** Material for the task **
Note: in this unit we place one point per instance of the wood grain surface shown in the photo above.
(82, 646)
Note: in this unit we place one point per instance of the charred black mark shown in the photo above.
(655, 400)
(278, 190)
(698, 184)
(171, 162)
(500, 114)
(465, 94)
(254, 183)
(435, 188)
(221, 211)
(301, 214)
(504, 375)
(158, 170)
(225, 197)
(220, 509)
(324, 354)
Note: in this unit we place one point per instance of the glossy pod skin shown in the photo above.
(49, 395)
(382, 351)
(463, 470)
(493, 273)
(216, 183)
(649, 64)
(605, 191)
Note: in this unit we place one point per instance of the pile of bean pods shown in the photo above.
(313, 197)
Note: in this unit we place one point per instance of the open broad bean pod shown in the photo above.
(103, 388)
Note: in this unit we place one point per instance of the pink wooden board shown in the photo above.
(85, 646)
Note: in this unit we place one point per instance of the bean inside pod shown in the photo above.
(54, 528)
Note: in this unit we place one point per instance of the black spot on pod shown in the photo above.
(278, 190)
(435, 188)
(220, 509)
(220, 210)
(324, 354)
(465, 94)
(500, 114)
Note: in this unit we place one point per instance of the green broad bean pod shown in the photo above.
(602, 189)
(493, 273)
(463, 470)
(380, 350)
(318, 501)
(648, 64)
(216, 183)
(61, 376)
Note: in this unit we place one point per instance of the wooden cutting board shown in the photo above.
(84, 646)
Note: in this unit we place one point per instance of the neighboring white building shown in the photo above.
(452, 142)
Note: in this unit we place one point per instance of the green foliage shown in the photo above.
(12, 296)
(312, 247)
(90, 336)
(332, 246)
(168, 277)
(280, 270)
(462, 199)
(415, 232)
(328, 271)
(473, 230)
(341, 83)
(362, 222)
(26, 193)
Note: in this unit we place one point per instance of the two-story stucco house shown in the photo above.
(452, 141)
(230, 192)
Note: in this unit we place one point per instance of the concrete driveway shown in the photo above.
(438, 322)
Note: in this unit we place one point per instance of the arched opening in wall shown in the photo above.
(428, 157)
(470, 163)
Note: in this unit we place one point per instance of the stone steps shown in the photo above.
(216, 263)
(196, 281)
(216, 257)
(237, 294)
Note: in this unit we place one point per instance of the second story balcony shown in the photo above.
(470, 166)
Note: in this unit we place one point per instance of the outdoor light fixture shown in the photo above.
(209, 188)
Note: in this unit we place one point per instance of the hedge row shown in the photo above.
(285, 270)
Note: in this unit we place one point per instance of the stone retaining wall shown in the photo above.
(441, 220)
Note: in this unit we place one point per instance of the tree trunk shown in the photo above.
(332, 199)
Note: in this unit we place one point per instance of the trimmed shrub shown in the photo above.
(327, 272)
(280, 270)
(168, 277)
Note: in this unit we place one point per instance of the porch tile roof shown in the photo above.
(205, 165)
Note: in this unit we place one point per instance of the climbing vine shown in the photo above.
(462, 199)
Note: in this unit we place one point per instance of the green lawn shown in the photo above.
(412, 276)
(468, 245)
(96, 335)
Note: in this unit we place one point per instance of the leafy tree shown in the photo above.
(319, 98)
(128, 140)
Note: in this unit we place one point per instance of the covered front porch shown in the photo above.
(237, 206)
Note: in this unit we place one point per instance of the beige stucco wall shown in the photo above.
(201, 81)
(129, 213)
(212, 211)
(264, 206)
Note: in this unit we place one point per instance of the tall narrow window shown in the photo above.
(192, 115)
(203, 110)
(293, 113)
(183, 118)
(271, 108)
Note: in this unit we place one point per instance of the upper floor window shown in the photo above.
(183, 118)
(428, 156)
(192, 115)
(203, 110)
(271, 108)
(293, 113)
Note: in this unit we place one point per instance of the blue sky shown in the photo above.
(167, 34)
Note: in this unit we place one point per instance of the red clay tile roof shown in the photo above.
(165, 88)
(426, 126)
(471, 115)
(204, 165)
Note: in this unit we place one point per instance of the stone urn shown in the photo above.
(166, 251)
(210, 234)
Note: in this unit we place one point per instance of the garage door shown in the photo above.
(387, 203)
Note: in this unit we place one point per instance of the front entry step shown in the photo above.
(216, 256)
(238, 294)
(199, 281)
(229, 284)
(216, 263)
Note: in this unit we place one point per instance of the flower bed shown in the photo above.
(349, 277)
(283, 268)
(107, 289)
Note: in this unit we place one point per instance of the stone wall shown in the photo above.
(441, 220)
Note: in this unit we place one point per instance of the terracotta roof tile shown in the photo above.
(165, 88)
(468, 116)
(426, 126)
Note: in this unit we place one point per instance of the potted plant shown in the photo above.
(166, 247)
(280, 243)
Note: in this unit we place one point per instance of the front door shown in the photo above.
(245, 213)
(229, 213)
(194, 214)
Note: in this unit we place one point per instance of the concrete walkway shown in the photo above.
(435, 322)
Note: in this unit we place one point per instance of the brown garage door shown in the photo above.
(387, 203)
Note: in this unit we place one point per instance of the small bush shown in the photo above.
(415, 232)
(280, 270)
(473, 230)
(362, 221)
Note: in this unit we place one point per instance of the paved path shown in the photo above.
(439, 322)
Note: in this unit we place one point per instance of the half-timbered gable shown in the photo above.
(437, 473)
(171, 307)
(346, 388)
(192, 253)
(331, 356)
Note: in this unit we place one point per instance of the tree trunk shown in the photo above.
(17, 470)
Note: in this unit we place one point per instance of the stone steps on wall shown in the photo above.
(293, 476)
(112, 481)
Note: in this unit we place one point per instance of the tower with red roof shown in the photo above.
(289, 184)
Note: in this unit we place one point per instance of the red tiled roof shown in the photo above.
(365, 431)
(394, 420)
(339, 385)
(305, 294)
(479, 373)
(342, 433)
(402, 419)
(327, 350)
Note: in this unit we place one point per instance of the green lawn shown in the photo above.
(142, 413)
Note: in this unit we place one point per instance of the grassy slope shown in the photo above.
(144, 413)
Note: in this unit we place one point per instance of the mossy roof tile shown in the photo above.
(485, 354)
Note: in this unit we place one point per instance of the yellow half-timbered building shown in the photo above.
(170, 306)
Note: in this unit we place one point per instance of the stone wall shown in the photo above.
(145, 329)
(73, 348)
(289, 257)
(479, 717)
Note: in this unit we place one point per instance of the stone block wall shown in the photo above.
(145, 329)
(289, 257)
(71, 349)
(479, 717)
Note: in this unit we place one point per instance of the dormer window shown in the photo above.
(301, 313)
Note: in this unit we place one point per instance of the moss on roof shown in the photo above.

** What is needed **
Copy the listing above line for line, changing nothing.

** Finished answer **
Note: in this unit we place one point per instance of the wood grain surface shown in the photo above.
(82, 646)
Note: in this unit we place one point per instance of the charred black mark shown in the photo above.
(655, 400)
(278, 190)
(698, 184)
(171, 162)
(500, 114)
(465, 94)
(254, 183)
(435, 188)
(221, 211)
(301, 214)
(504, 375)
(158, 170)
(225, 197)
(220, 509)
(324, 354)
Note: in this unit we place one point per instance of the glossy pod skin shown in the photo above.
(49, 395)
(382, 351)
(463, 470)
(493, 273)
(216, 183)
(649, 64)
(605, 191)
Note: in this unit we place one point per instance of the pile of bean pods shown in the photo above.
(313, 197)
Note: in this unit we place one point per instance of the open broad bean pod shown in the photo above.
(103, 388)
Note: in this unit we place one point per instance of the pink wooden board shown in the photo above.
(85, 646)
Note: in this unit we place one point per instance of the bean inside pod shown in the photo above.
(54, 528)
Note: in this unit we place one point per instance of the black spot on pod shown in the photo above.
(278, 190)
(435, 188)
(220, 509)
(220, 210)
(324, 354)
(465, 94)
(500, 114)
Note: in this unit we place one point per instance of the green broad bean pod shown in the photo above.
(602, 189)
(493, 273)
(463, 470)
(380, 350)
(318, 501)
(648, 64)
(216, 183)
(61, 376)
Note: in this unit we place one point per instance of the wooden cutting board shown in the photo above.
(84, 646)
Note: in this unit we place one point per instance of the neighboring white building shown in the photo above.
(452, 142)
Note: in this unit we place one point per instance of the green foliage shown in the photo above.
(12, 296)
(312, 247)
(90, 336)
(332, 246)
(168, 277)
(280, 270)
(462, 199)
(415, 232)
(328, 271)
(473, 230)
(341, 83)
(362, 222)
(26, 193)
Note: in this unit we place one point per instance of the two-story stucco house shown in the photo above.
(452, 141)
(230, 192)
Note: in this unit we place one point per instance of the concrete driveway shown in the photo above.
(438, 322)
Note: in this unit we place one point per instance of the arched opening in wall shown in the photo above.
(428, 157)
(470, 163)
Note: in this unit we place one point per instance of the stone steps shown in the photo above.
(216, 263)
(196, 281)
(216, 257)
(237, 294)
Note: in this unit we place one point per instance of the second story balcony shown in the photo above.
(470, 166)
Note: in this unit we place one point per instance of the outdoor light fixture shown in the photo above.
(209, 188)
Note: in this unit we place one point per instance of the hedge row shown in the photo above.
(285, 270)
Note: in this unit we place one point per instance of the stone retaining wall shown in the photo above.
(441, 220)
Note: in this unit we place one point per instance of the tree trunk shown in the photo above.
(332, 199)
Note: in this unit we place one point per instance of the trimmed shrub shown in the photo above.
(327, 272)
(280, 270)
(168, 277)
Note: in this unit we place one point per instance of the porch tile roof shown in the photo above.
(205, 165)
Note: in this unit we place one point per instance of the climbing vine shown in the photo above.
(462, 199)
Note: in this unit we place one point per instance of the green lawn shown in the photo above.
(412, 276)
(468, 245)
(96, 335)
Note: in this unit we place one point per instance of the leafy tree shown in the photo above.
(319, 98)
(128, 140)
Note: in this unit we place one point per instance of the covered front porch shown in the photo above.
(237, 206)
Note: in this unit we place one point per instance of the beige stucco wall shown in the photo above.
(201, 81)
(129, 213)
(212, 211)
(264, 206)
Note: in this unit we place one point per instance of the tall narrow window shown in the photo above.
(192, 115)
(203, 110)
(293, 113)
(183, 118)
(271, 108)
Note: in this unit we place one point per instance of the upper floor window shown in the photo above.
(183, 118)
(428, 156)
(192, 115)
(203, 110)
(271, 108)
(293, 113)
Note: in this unit we place one point per instance of the blue sky shown in the photo above.
(167, 34)
Note: in this unit we place one point per instance of the red clay tile roof shown in the photo above.
(165, 88)
(426, 126)
(471, 115)
(204, 165)
Note: in this unit we place one point per instance of the stone urn shown in the photo above.
(166, 251)
(210, 234)
Note: in this unit we place one point per instance of the garage door shown in the photo above.
(387, 203)
Note: in this unit we place one point per instance of the front entry step shown in the photo above.
(216, 256)
(238, 294)
(199, 281)
(229, 284)
(216, 263)
Note: in this unit we place one point per instance of the flower bed shown in the photo above.
(349, 277)
(283, 268)
(107, 289)
Note: in this unit we place one point per instance of the stone wall shown in the photo above.
(441, 220)
Note: in this unit we place one point per instance of the terracotta roof tile shown in the photo above.
(165, 88)
(468, 116)
(426, 126)
Note: in this unit we place one point per instance of the potted plant shown in the photo above.
(166, 247)
(280, 243)
Note: in this unit we place one point per instance of the front door shown in the photo above.
(245, 213)
(229, 213)
(194, 214)
Note: in this unit we place one point per instance of the concrete walkway shown in the photo above.
(435, 322)
Note: in this unit we place one point per instance of the brown garage door shown in the photo above.
(387, 203)
Note: in this unit we place one point per instance of the small bush shown in the photo above.
(415, 232)
(280, 270)
(473, 230)
(362, 221)
Note: in this unit we place one point per instance of the paved path shown in the photo above.
(439, 322)
Note: in this unit we place one point per instance of the half-timbered gable shown in the photo above.
(437, 473)
(171, 307)
(346, 388)
(192, 253)
(331, 356)
Note: in this unit we place one point per instance of the tree trunk shown in the photo above.
(17, 470)
Note: in this unit we place one point per instance of the stone steps on wall shown in the photo above.
(293, 476)
(112, 481)
Note: in this unit we place one point per instance of the tower with red roof shown in the photo above.
(289, 184)
Note: in this unit we place one point per instance of the red tiled roof shown in the photo above.
(365, 431)
(394, 420)
(339, 385)
(305, 294)
(479, 373)
(342, 433)
(402, 419)
(327, 350)
Note: in this unit we place one point per instance of the green lawn shown in the photo above.
(142, 413)
Note: in this unit we place one point per instance of the grassy slope shown in the photo above.
(144, 413)
Note: in this unit we place one point per instance of the mossy roof tile shown in the photo above.
(485, 354)
Note: in this unit we place one point per instance of the yellow half-timbered building shown in the photo above.
(170, 306)
Note: in this unit we place one point per instance of the stone wall shown in the photo above.
(145, 329)
(73, 348)
(289, 257)
(479, 717)
Note: in this unit we place one point per instance of the stone block wall shown in the photo above.
(145, 329)
(289, 257)
(71, 349)
(479, 717)
Note: in this unit we place one point per instance of the dormer window shown in the photo above.
(301, 313)
Note: in this unit we place one point per instance of the moss on roof shown in the photo above.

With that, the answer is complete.